(Stored items from a collection)
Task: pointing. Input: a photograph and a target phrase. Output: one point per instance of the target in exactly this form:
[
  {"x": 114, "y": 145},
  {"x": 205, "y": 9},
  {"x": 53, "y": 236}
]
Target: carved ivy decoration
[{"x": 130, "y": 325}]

> _ASSIGNMENT_: Return the records in full, exactly as they read.

> _RESPONSE_:
Task: pointing. Input: a photograph and a target phrase. Output: one point per instance of the target in exactly this form:
[
  {"x": 114, "y": 145},
  {"x": 205, "y": 9},
  {"x": 53, "y": 236}
]
Target: carved ivy decoration
[{"x": 130, "y": 325}]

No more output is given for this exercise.